#### EXERCISE PROMPT:
Using the records below, quote only the span that opens with the line containing "Target: pine tree" and closes with the line containing "mountain range shown", exactly and inclusively.

#### DATASET EXCERPTS:
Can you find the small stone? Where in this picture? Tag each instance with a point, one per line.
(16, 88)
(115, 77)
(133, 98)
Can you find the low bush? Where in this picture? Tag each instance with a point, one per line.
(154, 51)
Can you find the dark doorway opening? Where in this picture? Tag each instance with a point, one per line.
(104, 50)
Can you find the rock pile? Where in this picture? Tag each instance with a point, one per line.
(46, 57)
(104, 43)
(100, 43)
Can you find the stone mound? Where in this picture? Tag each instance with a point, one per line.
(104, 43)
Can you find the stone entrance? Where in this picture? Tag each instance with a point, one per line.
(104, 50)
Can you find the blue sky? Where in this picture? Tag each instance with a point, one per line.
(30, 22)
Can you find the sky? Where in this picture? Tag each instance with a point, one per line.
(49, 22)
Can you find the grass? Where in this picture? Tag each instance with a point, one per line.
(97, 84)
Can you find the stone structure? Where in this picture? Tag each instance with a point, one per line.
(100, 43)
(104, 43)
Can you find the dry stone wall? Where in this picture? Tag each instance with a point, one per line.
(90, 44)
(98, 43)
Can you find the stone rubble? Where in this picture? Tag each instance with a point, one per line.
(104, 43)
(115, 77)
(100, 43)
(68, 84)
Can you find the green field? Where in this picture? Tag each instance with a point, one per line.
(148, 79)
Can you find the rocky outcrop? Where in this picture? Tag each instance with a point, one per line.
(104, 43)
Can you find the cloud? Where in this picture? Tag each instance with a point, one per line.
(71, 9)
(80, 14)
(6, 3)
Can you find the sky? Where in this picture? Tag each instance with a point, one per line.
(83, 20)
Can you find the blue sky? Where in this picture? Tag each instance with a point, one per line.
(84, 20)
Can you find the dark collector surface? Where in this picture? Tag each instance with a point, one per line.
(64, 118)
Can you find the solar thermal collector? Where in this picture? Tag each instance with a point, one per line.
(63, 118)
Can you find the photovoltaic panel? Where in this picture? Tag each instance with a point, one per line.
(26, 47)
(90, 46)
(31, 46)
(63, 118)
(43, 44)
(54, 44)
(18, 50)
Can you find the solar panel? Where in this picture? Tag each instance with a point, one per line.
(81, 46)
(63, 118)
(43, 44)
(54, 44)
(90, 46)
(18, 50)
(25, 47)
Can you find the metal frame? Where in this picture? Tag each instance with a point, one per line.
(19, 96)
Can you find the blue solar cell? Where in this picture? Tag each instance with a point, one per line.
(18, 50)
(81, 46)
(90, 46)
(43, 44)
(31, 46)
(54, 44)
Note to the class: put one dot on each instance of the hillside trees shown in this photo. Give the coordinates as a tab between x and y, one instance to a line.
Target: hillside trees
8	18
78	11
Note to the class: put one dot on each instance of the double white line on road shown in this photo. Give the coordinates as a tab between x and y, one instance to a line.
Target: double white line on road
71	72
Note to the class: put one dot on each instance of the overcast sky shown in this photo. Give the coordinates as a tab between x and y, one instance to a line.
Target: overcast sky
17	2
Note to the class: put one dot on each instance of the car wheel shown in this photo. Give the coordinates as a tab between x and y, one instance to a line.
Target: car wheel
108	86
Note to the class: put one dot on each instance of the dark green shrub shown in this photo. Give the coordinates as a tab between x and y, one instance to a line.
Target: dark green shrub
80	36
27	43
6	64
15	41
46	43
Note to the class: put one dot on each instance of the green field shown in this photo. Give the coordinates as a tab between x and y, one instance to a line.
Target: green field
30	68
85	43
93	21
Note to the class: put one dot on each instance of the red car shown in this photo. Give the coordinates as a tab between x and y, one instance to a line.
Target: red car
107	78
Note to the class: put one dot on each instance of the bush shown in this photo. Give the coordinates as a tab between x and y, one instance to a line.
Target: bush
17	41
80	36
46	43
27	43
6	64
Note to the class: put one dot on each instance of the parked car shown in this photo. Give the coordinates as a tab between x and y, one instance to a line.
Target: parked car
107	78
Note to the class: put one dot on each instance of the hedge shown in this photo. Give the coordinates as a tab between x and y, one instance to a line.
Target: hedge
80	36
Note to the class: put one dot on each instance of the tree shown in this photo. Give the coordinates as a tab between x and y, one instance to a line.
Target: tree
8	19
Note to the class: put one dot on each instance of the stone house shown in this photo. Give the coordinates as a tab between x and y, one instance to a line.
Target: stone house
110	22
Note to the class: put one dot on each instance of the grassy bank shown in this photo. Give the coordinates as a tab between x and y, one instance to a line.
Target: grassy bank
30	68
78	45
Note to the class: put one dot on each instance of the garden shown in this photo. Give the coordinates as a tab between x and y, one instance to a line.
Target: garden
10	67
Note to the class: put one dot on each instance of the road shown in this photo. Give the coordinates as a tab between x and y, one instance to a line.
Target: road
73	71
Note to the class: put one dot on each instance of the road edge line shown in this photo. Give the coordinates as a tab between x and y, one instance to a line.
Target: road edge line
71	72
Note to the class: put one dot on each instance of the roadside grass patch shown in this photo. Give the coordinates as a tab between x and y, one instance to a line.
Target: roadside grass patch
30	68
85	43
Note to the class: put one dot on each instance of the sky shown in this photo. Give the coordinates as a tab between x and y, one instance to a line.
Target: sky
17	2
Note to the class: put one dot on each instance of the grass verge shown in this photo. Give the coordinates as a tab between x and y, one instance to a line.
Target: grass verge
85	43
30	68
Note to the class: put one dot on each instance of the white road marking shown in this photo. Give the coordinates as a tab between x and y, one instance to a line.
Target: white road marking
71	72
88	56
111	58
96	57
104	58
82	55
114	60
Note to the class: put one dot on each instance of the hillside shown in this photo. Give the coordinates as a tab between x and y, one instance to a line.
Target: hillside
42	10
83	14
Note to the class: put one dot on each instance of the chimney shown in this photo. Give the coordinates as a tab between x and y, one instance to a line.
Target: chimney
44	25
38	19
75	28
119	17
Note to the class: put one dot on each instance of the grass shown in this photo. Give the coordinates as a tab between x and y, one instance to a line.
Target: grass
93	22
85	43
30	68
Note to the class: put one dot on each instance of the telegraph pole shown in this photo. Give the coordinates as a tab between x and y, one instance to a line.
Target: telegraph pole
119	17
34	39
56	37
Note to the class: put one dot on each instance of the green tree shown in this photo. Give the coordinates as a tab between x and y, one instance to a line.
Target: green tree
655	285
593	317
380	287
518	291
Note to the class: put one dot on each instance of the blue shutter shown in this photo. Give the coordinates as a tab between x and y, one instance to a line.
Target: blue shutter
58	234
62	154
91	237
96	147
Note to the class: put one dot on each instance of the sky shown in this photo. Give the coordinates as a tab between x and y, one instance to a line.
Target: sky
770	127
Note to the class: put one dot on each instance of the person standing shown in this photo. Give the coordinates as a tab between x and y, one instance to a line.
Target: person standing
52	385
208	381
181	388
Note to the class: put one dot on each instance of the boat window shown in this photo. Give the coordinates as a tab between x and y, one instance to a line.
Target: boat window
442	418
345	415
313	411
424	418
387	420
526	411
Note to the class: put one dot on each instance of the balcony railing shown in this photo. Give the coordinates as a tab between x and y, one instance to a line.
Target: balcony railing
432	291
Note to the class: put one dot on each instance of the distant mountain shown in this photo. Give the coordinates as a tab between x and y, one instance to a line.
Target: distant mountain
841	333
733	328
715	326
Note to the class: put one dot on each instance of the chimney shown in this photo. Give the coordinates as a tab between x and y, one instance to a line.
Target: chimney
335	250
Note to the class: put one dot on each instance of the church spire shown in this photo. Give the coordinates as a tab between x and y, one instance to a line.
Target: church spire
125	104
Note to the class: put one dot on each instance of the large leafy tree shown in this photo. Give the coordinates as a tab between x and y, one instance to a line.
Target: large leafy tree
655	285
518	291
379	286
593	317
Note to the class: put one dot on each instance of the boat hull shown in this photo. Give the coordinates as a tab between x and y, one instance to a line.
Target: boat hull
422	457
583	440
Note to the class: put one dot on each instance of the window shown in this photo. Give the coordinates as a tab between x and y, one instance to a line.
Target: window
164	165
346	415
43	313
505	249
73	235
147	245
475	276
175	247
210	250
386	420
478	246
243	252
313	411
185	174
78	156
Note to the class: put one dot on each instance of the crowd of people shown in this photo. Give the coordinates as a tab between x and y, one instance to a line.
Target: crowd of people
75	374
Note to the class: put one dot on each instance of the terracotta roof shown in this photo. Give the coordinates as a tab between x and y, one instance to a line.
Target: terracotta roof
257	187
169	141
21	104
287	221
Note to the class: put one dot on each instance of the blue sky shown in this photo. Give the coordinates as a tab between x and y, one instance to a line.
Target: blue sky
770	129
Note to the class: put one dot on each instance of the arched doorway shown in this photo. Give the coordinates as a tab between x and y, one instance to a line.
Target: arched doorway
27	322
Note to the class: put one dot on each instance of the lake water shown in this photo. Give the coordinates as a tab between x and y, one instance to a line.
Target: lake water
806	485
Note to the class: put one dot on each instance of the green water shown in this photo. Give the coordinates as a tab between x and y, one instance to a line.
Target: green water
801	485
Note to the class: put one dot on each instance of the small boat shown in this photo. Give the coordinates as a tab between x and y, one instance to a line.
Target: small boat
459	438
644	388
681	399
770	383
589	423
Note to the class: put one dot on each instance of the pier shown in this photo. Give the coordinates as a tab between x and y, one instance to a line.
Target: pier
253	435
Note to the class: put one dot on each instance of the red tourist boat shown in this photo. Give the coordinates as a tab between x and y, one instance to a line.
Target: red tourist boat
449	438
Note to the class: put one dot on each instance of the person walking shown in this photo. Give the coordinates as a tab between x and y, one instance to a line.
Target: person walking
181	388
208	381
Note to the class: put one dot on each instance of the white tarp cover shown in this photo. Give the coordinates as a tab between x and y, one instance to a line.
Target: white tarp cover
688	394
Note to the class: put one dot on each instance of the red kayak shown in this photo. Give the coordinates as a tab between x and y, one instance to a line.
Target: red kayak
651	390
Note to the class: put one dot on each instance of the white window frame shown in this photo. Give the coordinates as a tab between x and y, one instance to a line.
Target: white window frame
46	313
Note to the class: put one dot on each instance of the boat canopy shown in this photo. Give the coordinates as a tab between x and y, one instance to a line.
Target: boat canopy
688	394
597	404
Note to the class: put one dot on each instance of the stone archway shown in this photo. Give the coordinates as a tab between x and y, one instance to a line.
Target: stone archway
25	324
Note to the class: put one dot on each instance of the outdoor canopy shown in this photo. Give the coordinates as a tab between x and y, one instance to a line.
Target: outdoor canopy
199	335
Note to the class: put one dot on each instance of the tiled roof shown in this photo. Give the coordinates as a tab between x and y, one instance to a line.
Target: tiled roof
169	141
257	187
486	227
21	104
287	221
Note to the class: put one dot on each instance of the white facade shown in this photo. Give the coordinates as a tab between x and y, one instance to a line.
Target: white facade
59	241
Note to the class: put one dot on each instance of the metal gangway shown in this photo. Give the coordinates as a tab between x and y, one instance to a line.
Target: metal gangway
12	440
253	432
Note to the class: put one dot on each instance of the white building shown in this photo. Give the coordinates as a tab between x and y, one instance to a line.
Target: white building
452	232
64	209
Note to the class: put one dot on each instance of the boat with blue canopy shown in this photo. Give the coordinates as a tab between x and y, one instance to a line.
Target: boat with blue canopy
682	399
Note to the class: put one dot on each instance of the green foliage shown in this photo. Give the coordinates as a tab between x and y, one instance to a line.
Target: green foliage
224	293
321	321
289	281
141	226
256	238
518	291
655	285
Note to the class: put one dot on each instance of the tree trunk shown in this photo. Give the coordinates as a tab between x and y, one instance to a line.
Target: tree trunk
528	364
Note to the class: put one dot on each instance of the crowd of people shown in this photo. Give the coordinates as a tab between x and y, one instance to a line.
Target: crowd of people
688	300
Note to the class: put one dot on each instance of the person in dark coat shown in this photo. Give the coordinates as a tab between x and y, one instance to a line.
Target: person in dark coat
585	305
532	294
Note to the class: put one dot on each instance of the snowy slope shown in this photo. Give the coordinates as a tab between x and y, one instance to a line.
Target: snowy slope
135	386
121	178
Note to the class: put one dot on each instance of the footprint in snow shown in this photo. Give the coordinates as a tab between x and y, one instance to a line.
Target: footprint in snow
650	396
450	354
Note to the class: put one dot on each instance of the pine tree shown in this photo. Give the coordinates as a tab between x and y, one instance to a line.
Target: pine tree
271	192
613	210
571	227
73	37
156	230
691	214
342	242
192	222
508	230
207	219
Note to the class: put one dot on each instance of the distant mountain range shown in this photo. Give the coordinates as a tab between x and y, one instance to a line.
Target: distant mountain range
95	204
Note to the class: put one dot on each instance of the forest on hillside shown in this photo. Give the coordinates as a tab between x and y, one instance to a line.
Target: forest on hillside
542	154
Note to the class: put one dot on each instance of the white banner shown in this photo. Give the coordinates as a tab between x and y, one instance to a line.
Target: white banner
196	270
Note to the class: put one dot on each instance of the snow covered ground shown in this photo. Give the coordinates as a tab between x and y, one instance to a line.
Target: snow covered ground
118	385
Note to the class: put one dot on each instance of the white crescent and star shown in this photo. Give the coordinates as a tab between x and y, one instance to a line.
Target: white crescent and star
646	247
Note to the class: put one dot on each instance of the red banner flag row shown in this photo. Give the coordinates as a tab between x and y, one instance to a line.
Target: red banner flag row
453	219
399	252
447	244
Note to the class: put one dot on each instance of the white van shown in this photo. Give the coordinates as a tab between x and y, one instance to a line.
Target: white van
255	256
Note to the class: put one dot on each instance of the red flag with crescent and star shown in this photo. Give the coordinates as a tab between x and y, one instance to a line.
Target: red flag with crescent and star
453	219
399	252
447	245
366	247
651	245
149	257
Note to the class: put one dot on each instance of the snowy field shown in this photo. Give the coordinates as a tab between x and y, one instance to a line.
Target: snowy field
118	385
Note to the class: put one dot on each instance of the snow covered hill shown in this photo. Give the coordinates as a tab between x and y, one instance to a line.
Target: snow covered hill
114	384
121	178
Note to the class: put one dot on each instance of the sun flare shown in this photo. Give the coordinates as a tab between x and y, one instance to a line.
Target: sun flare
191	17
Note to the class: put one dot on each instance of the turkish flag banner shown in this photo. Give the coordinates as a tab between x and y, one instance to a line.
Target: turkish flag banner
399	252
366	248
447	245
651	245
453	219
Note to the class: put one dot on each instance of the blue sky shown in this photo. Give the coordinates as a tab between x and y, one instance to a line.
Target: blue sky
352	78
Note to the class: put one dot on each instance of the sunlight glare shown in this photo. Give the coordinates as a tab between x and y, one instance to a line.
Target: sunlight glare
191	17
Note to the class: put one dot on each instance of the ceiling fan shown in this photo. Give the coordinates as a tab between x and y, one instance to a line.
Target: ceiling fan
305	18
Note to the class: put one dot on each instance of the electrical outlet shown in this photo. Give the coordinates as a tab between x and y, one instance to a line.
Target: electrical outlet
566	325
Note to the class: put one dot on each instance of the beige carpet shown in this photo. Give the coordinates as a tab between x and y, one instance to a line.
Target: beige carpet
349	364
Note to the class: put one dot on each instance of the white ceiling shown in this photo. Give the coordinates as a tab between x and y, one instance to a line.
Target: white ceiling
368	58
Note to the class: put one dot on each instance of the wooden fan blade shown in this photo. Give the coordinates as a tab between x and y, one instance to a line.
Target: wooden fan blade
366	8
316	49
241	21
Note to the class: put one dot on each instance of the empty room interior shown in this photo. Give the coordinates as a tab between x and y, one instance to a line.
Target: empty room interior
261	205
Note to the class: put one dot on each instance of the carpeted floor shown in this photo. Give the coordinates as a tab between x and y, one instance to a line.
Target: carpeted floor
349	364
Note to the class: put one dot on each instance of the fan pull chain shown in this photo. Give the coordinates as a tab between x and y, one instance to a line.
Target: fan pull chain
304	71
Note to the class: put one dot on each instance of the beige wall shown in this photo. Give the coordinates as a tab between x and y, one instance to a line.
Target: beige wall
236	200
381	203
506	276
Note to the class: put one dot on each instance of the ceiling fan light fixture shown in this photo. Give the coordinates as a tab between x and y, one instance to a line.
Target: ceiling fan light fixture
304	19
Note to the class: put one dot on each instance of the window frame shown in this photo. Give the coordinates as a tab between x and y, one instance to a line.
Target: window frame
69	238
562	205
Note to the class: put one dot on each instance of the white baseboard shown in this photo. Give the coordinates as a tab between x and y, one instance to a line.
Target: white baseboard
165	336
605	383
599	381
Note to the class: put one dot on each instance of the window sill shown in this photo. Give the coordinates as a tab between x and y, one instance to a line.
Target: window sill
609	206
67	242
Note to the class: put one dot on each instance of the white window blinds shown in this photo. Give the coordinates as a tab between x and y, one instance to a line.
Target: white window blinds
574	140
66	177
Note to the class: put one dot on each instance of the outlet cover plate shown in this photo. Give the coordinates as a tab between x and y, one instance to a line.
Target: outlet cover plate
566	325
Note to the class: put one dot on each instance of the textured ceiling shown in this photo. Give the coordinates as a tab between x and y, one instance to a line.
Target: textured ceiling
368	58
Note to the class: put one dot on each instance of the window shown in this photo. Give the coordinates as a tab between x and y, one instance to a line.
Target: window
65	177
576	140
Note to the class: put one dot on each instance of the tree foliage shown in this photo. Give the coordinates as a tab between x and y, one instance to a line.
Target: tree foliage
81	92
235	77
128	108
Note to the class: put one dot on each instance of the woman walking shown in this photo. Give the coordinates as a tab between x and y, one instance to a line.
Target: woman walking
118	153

#### REPLY TO THE TASK:
Target: pine tree
271	192
613	210
571	227
73	37
156	230
691	214
342	242
192	222
508	230
207	219
Note to the class: put one dot on each instance of the distant mountain range shown in this photo. Give the coordinates as a tab between x and y, one instance to a line.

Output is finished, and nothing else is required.